Records from a data collection ::
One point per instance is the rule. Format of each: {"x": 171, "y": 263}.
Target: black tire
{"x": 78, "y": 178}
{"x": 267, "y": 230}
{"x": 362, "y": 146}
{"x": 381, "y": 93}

Your goal ::
Can you write out the items again, swapping "black tire" for "rubber tire" and keeping every other line the same?

Result of the exercise ::
One point per instance is the rule. Format of each: {"x": 171, "y": 263}.
Target: rubber tire
{"x": 78, "y": 178}
{"x": 267, "y": 230}
{"x": 362, "y": 146}
{"x": 381, "y": 93}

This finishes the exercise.